### PAGE EXCERPT
%%

A new Witcher game is in development, but to succeed it will need to be different than previous chapters. Here are five things CD Projekt Red should do with the next Witcher game.
After the Witcher 3, it’s surreal to now think that a sequel is on the way. It’s incredibly exciting, but after the troubled launch of CyberPunk 2077 and a long absence, many fans are likely to be nervous about what’s next for The Witcher.
The sands have shifted since Geralt’s last outing, and even though Wild Hunt is still celebrated today, open-world games have continued to evolve.
To succeed, the next title will need to take some bold new steps, as simply making another Witcher 3 won’t cut it. There’s also new hardware to consider and the fact that the most recent game in the series was positioned as a conclusion.
We’re likely to see a new beginning rather than a sequel for the sake of a sequel, but if the success of the franchise is to carry on, there are a few things that need to happen.
1. A new playable character
The Witcher 3 felt like the last hurrah for the ever-popular Geralt of Rivia, with the character settling down with Triss or Yennifer (or neither) at his vineyard, while taking on an occasional monster-hunting contract.
There was an air of finality to Geralt’s story, regardless of the ending we saw. This made many assume that another Witcher game would never happen. However, in 2015 CD Projekt Red CEO Adam Kicinski said, “We work within this universe for over a dozen years now and I don’t think it’s going to be the end of it,” meaning there was always hope.

%%

### GIVEN EXERCISE 1
Who does the Witcher article identify as the CEO of CD Projekt Red?
The rows that follow are unrelated to the Witcher article.

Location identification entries

%%

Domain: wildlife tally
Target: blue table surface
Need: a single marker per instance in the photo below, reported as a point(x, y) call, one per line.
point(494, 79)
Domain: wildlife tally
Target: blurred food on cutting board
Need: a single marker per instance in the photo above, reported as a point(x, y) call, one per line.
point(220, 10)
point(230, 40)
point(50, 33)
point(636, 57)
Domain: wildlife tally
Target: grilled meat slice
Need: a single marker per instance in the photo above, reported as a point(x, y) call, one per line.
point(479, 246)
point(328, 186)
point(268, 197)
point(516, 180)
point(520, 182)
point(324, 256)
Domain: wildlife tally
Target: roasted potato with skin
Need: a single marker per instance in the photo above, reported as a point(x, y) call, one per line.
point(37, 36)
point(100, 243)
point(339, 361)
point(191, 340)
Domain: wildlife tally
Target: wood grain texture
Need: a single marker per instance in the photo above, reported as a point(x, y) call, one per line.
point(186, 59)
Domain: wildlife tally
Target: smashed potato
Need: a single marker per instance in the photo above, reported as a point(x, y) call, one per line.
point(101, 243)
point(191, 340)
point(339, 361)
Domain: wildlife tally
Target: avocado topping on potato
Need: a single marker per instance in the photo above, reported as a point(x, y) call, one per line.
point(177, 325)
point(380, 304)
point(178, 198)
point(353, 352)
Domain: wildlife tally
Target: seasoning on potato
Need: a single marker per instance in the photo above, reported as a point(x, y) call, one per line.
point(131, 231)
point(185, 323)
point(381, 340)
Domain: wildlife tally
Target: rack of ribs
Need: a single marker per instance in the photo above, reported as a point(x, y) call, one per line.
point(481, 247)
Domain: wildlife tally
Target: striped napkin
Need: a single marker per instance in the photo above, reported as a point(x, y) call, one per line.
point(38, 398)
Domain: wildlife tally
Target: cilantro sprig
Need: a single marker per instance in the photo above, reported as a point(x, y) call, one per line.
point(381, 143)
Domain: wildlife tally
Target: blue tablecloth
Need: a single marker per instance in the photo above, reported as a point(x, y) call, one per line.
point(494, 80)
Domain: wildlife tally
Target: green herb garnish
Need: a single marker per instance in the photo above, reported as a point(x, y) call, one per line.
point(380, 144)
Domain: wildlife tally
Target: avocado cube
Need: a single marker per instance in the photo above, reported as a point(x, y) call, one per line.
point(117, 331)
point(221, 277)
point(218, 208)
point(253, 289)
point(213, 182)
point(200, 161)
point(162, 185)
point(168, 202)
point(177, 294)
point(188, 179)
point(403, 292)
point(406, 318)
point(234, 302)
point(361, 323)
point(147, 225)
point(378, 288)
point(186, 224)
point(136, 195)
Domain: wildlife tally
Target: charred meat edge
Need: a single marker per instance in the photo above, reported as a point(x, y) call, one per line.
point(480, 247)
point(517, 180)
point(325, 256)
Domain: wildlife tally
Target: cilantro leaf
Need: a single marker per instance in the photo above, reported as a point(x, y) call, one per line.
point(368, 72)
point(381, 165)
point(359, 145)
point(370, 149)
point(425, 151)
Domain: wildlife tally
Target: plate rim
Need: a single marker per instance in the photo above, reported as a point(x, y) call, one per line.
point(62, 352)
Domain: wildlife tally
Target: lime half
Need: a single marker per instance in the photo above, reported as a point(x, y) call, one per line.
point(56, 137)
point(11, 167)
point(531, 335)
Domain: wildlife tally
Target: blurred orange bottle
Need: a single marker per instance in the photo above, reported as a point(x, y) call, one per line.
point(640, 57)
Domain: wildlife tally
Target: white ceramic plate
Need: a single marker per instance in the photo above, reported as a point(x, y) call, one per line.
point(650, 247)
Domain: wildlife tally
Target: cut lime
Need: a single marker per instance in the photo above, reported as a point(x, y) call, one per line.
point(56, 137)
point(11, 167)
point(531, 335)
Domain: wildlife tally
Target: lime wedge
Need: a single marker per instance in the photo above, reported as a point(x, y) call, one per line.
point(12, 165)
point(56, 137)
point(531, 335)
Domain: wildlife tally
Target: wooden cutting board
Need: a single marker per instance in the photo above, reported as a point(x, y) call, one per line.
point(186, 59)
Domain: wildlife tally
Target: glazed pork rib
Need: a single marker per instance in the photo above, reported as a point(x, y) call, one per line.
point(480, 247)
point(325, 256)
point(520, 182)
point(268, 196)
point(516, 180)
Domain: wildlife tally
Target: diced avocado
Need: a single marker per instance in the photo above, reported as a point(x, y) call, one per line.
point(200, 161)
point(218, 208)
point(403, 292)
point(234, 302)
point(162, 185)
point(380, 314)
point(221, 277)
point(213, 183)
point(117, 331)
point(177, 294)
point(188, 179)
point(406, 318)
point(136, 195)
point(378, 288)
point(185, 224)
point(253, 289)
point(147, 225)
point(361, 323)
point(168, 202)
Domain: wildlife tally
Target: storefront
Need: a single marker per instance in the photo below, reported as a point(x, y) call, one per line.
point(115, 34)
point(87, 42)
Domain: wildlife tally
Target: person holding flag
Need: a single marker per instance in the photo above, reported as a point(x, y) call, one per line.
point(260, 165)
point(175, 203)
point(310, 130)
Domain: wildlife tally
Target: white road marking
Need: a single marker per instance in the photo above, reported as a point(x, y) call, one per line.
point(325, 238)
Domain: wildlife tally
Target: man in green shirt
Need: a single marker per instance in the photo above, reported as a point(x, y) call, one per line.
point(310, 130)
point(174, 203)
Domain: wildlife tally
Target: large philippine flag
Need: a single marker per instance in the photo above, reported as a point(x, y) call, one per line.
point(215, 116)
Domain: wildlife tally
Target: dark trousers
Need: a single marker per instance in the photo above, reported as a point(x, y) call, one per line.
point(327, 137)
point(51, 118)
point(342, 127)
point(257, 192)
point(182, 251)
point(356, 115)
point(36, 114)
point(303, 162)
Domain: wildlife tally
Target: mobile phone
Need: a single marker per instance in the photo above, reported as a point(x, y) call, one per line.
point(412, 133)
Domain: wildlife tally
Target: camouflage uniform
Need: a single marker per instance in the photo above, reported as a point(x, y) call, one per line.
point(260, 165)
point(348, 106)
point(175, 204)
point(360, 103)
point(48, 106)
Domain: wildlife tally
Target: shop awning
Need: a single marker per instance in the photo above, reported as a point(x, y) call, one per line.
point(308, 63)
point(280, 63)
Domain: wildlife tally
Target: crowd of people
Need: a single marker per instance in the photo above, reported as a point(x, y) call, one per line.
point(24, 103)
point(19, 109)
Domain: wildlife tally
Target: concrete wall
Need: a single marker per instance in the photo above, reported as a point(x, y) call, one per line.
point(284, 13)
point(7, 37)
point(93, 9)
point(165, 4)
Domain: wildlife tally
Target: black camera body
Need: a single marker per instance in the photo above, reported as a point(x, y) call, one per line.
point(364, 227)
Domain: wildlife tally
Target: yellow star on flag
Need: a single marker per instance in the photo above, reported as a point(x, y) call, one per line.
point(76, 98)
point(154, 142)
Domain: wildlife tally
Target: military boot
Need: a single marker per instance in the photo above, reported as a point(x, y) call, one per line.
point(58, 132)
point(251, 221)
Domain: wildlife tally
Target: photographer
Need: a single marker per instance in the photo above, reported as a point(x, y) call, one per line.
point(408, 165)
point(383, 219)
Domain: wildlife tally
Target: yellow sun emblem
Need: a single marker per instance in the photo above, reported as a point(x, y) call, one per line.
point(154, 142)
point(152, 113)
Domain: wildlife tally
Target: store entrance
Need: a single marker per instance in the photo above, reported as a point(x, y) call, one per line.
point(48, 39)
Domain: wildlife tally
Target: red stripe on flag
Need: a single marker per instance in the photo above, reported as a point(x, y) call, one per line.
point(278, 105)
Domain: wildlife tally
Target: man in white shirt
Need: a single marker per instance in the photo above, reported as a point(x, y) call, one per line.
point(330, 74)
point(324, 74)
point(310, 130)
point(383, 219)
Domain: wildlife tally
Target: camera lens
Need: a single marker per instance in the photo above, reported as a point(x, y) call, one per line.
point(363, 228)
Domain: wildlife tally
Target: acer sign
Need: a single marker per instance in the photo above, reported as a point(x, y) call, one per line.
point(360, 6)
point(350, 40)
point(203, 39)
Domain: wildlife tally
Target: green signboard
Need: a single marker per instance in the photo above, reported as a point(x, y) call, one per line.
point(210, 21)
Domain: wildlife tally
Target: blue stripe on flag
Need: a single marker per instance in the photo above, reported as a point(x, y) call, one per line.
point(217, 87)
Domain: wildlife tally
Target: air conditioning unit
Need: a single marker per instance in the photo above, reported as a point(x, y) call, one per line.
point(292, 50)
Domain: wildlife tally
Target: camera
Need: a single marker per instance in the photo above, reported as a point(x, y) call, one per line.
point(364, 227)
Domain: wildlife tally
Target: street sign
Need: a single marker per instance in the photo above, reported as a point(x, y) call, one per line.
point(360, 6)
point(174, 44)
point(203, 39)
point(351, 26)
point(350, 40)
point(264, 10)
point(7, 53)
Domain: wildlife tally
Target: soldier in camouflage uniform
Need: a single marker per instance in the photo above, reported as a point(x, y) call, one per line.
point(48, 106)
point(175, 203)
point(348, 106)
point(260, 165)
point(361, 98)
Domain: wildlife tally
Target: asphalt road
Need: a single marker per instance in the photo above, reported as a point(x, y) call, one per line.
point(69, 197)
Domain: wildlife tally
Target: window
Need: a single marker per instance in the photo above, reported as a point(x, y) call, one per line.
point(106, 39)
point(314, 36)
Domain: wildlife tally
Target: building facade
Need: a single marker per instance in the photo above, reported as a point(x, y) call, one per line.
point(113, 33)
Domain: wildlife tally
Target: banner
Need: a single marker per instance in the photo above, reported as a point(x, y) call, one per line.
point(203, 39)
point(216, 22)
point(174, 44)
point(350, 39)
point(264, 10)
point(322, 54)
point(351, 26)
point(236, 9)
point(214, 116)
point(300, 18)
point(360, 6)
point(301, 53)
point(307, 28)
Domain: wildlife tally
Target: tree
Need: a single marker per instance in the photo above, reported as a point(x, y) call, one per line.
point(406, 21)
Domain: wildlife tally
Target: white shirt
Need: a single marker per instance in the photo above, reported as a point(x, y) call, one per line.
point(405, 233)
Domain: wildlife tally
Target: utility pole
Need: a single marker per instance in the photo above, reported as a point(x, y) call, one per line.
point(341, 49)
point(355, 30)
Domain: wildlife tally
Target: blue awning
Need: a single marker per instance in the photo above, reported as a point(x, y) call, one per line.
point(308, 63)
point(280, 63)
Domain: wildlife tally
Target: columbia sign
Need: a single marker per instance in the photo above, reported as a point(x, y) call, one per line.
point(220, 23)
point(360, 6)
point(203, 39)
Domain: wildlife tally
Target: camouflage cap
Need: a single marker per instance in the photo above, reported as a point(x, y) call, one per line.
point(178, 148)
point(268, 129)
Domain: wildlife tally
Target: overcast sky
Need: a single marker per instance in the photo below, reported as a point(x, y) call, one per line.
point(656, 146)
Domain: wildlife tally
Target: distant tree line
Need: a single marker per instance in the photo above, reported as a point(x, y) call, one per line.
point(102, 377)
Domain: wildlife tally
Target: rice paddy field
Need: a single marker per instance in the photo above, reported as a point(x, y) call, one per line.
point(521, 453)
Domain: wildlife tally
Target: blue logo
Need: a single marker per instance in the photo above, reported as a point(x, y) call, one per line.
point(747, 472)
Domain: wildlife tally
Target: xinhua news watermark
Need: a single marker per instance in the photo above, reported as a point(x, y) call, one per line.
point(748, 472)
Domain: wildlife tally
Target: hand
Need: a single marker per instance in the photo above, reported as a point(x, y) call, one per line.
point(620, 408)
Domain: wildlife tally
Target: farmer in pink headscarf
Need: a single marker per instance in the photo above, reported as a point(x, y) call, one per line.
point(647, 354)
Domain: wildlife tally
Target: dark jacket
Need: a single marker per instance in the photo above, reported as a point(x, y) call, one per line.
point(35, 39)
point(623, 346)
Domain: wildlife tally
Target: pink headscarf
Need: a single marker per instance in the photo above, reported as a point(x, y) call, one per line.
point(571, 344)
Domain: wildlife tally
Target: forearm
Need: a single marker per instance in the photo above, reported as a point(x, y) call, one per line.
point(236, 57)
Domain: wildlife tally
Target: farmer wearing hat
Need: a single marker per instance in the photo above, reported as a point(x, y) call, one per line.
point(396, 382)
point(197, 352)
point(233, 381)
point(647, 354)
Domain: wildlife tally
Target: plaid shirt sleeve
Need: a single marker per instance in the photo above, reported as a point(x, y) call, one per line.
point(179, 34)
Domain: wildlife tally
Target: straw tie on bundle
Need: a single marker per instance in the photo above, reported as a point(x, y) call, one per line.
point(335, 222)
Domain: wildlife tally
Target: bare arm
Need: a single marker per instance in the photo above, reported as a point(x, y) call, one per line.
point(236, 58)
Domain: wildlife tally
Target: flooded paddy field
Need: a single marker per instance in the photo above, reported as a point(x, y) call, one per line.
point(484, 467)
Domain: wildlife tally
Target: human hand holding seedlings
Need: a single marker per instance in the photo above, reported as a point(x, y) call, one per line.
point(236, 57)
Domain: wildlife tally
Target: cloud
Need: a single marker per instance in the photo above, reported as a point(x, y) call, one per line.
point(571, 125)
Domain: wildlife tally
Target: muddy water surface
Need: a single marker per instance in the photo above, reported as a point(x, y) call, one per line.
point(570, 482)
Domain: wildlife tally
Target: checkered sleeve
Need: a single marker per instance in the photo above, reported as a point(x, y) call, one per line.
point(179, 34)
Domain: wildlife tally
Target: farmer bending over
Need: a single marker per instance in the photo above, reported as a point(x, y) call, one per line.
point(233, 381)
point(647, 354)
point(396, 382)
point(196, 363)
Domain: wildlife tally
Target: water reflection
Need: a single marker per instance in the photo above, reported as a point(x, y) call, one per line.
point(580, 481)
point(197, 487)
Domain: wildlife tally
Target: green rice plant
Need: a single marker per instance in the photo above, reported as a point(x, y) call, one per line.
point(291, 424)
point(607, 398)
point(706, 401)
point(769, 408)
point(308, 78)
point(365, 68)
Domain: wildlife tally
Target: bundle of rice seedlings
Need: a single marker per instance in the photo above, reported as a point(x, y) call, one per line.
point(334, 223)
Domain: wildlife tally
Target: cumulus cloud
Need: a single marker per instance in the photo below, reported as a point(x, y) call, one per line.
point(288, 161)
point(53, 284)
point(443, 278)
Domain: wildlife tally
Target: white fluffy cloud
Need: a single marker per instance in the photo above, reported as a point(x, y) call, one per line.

%%

### GIVEN EXERCISE 2
Recast the lines of the rows from the very first one through the line holding "point(636, 57)", inclusive, as a Markdown table with the columns n and Line, numbering each line in n and leaving out blank lines.

### FULL SOLUTION 1
Adam Kicinski

### FULL SOLUTION 2
| n | Line |
|---|---|
| 1 | Domain: wildlife tally |
| 2 | Target: blue table surface |
| 3 | Need: a single marker per instance in the photo below, reported as a point(x, y) call, one per line. |
| 4 | point(494, 79) |
| 5 | Domain: wildlife tally |
| 6 | Target: blurred food on cutting board |
| 7 | Need: a single marker per instance in the photo above, reported as a point(x, y) call, one per line. |
| 8 | point(220, 10) |
| 9 | point(230, 40) |
| 10 | point(50, 33) |
| 11 | point(636, 57) |